KUTIPAN TEKS:
* * * *
Impian Kemakmuran Beralas Darah

Impian Kemakmuran Beralas Darah

Oleh : Khalisah Khalid

Jawa, dalam sejarah keberadaannya hingga kini selalu menjadi sebuah potret yang menarik untuk dilihat sebagai sebuah alur cerita krisis yang mengatasnamakan pembangunan. Penguasaan terhadap kelas menjadi sebuah cerita sejak jaman kerajaan, kolonialisasi, hingga saat ini. Setiap kelas yang berkuasa pada jamannya, menancapkan kekuasaannya untuk melanggengkan sebuah imperium bagi keberlanjutan eksistensinya sebagai pemilik kuasa.

Pemimpin manusia di pulau Jawa, didalam sistem kekuasaannya (power sistem) telah menempatkan diri sebagai sebuah elit yang mengatasnamakan kelas yang dikuasainya. Dalam hal ini rakyat yang selalu ditempatkan menjadi objek dalam seluruh cerita pembangunan, untuk mewujudkan mimpi kemakmuran dan kesejahteraan untuk kelompoknya.

Daendels, menjadi sosok pertama dari jaman kolonialisasi Belanda yang meletakkan dasar-dasar bagi industrialisasi di Pulau Jawa dan yang selanjutnya melahirkan banyak lagi daendels-daendels lain yang menerapkan dasar yang sama. Praktek industrialisasi yang disokong infrastruktur raksasa inilah yang kemudian menjadi landasan atau pijakan model pembangunan, yang berujung pada tata kuasa, tata penggunaan lahan, tata produksi dan tata konsumsi yang menguntungkan segelintir kuasa politik dan modal.

Pada saat itu, Daendels memimpikan dapat menguasai perdagangan dan jalur ekonomi, yang dapat dicapai dengan membangun infrastruktur ekonomi diantaranya jalan raya yang menjadi poros dari jalur perdagangan di Pulau Jawa dengan mempekerjakan secara paksa sekitar 12.000 orang. Jawa dipilih oleh kolonial Belanda untuk menancapkan kekuasaan ekonomi dan politiknya, karena pulau Jawa`dinilai sangat strategis, kaya dengan sumber daya alamnya dan memiliki banyak sumber daya manusia yang sangat murah, yang dapat dipekerjakan secara paksa, antara lain di perkebunan teh dan kopi yang dikuasai oleh Perusahaan Belanda. Yang lainnya adalah karena pemimpin politik di Jawa dapat dijadikan sebagai penghubung atau mitra Belanda untuk melanggengkan kekuasaannya. Kenyataan inilah yang alur kolonialisasi secara ekonomi, sejalan beriringan dengan kolonialisasi secara politik.

Meskipun hanya tiga tahun berkuasa, prinsip-prinsip penguasaan yang dilakukan oleh Daendels, diamini secara baik oleh generasi penerus daendels pada masa kolonial. Pembangunan imperium dirancang untuk mengamankan jalur ekonomi Belanda pada masa itu. Kesejahteraan bagi Indonesia sebagaimana yang dijanjikan oleh pemerintahan kolonial Belanda, hanya berada diatas kertas.
* * * *
DATA SUMBER:
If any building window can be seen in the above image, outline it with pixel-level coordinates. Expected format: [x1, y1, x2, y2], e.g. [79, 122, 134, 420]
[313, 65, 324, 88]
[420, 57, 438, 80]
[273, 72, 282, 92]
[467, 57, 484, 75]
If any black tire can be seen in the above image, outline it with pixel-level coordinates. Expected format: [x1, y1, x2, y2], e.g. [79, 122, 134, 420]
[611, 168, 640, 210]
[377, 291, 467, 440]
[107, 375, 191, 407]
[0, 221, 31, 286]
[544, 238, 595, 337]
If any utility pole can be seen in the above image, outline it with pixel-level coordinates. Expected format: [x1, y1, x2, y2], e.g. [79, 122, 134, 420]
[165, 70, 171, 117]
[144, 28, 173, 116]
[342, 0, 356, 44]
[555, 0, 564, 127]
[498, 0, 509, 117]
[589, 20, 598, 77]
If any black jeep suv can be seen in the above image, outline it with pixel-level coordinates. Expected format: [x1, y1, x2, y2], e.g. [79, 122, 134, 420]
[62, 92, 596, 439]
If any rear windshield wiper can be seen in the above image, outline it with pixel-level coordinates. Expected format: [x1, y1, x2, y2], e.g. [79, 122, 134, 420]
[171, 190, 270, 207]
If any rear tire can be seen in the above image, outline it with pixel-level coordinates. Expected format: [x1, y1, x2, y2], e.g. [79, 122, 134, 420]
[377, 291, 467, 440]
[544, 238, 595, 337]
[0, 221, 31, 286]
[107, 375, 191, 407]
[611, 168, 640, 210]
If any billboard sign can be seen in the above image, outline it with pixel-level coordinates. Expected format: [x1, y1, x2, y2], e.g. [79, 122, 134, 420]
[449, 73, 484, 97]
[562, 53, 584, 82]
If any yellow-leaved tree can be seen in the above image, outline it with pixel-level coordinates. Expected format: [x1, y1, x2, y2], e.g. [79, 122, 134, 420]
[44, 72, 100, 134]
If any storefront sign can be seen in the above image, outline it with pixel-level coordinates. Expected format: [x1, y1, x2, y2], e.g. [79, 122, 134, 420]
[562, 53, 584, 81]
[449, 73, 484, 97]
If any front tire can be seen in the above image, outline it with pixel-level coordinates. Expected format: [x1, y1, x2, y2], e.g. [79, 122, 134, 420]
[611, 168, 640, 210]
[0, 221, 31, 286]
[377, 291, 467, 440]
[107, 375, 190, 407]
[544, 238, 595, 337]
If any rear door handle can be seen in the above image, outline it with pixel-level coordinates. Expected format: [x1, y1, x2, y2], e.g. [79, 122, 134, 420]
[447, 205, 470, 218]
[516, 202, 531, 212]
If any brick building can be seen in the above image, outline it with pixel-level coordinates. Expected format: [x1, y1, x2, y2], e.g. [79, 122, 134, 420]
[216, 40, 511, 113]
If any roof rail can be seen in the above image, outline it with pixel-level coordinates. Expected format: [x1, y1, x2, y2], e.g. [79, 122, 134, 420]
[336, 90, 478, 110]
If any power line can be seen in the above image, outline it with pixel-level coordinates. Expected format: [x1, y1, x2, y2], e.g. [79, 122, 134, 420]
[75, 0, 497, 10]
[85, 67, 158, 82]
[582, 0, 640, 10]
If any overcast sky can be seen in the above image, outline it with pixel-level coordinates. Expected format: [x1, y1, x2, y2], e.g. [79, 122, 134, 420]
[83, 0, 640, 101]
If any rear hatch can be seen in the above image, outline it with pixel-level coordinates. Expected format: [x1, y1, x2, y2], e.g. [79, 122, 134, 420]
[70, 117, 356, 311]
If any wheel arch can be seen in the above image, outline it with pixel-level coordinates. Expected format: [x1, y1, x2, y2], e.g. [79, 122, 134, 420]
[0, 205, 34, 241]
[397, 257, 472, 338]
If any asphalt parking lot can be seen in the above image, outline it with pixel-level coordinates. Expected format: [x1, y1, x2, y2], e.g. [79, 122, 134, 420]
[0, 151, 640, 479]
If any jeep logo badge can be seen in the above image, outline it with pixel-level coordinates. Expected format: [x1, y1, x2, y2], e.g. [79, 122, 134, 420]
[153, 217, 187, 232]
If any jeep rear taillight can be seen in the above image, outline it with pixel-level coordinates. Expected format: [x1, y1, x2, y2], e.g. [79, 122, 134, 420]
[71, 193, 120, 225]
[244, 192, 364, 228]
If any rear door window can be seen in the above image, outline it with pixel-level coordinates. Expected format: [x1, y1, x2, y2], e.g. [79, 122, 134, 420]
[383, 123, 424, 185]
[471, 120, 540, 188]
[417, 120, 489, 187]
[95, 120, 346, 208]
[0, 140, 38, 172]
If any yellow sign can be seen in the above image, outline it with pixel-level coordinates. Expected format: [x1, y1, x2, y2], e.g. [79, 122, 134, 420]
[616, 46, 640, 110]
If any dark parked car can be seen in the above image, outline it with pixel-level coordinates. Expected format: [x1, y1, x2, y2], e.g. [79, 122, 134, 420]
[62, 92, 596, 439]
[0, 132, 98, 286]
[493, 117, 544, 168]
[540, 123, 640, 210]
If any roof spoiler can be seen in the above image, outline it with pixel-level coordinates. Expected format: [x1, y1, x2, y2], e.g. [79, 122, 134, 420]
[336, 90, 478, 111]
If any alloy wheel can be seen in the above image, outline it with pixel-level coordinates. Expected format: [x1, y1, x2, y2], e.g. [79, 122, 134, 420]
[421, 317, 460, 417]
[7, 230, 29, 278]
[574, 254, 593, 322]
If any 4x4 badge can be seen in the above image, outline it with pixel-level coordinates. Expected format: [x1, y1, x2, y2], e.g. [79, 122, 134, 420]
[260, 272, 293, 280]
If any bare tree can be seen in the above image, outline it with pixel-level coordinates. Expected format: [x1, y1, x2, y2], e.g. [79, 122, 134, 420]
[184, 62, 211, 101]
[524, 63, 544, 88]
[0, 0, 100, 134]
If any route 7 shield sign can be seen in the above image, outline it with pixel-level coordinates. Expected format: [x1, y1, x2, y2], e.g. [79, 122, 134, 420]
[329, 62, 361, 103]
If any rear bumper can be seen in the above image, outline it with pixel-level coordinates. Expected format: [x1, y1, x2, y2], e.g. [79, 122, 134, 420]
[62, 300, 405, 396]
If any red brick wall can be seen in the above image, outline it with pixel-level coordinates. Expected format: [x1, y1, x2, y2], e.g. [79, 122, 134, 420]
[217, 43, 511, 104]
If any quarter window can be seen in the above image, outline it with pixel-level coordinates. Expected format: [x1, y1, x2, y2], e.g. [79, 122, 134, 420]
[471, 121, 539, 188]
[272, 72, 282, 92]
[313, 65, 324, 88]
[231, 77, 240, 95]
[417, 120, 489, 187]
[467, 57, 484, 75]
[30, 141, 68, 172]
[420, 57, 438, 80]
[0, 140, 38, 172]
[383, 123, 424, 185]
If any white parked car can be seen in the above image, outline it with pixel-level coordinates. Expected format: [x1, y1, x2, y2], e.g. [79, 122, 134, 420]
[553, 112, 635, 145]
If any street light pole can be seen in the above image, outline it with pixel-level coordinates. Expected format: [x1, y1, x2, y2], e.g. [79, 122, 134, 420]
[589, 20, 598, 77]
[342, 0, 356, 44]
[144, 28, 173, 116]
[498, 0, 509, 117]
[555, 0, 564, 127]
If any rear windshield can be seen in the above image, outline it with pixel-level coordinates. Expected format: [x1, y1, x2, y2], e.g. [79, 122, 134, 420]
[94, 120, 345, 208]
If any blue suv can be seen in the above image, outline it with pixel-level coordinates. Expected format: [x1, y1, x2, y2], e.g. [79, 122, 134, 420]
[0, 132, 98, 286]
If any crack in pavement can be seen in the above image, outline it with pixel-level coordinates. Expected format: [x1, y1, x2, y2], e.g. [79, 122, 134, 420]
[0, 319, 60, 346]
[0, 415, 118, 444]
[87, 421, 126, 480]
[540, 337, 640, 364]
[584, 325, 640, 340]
* * * *
DAFTAR TUGAS:
[1] Masukkan baris-baris data sumber, mulai dari baris yang memuat "If any asphalt" sampai baris yang memuat "[0, 151, 640, 479]", ke dalam tabel Markdown dengan kolom No (nomor urut) dan Isi (baris tersebut). Lewati baris kosong.
[2] Tuliskan lanjutan tulisan tentang Daendels dan pembangunan di Jawa, mulai setelah kalimat terakhirnya.

JAWABAN PER TUGAS:
[1]
| No | Isi |
|---|---|
| 1 | If any asphalt parking lot can be seen in the above image, outline it with pixel-level coordinates. Expected format: [x1, y1, x2, y2], e.g. [79, 122, 134, 420] |
| 2 | [0, 151, 640, 479] |

[2]
Sistem Tanam paksa di Jawa juga menjadi salah satu kebijakan yang dilakukan oleh kolonial Belanda mulai tahun 1830 yang diperkenalkan oleh van den Bosch, yang bertujuan untuk mendapatkan produksi komoditi di Jawa yang dapat dijual di pasar dunia. Sistem tanam paksa kala itu merupakan alat penghisapan ekonomi yang dilakukan oleh Pemerintah Belanda, yang telah menciptakan kesengsaraan dan kemiskinan bagi petani di Jawa. Betul memang tanam paksa telah mendorong pertumbuhan di bidang ekspor pertanian dan terlibat dalam proses perdagangan internasional, tetapi dari seluruh cerita ini, yang memetik keuntungan dan kepentingan atas perdagangan internasional adalah kongsi dagang Belanda, bukan petani yang mengerjakan tanam paksa di Jawa.

Paska pembangunan jalan Anyer-Panarukan, di jaman Orde Baru, entitas politik di Pulau Jawa mengikuti dan memperkokoh praktek pembangunan infrastruktur industri. Pembangunan dan janji pertumbuhan ekonomi menjadi sebuah mitos yang terus menerus disuarakan oleh pengurus negara dan pemodal yang menguasai tata kuasa, tata guna lahan, tata produksi dan tata konsumsi manusia di Pulau Jawa. Sayangnya, semua kebijakan pembangunan yang dilakukan kemudian, tidak pernah menghitung nilai-nilai lain yang dapat memastikan rakyat di pulau Jawa`dapat terus berlanjut antara lain jaminan atas keselamatan, kesejahteraan, produktifitas dan keberlanjutan pelayanan alam.

Dimasa orde baru, bagaimana pembangunan infrastruktur industri manufuktur dan modern, menjadi mesin utama dari cerita pertumbuhan ekonomi di Indonesia, dan telah menggantikan ekonomi pertanian di pedesaan dan merubah tatanan sosial dan budaya dari masyarakat pertanian menjadi masyarakat industri.

Dalam konteks kekinian, pembangunan jalan menjadi prioritas utama Gubernur DKI Jakarta Ali Sadikin sampai Gubernur DKI Jakarta Fauzi Bowo. Seluruh cerita pembangunan infrastruktur jalan di Jakarta ditujukan menyediakan sarana dan fasilitas dengan mendukung investasi yang menanamkan modalnya di Jakarta. Antara lain dengan pembangunan infrastruktur seperti pembangunan jalan, jembatan, pembebasan lahan dengan biaya yang murah, bahkan seringkali menimbulkan persoalan panjang dikemudian hari dengan menggusur masyarakat, yang dipercaya sebagai mesin utama penggerak ekonomi. Dalam penataan ruang, sistem transportasi bertujuan untuk melakukan efesiensi terhadap pertumbuhan ekonomi.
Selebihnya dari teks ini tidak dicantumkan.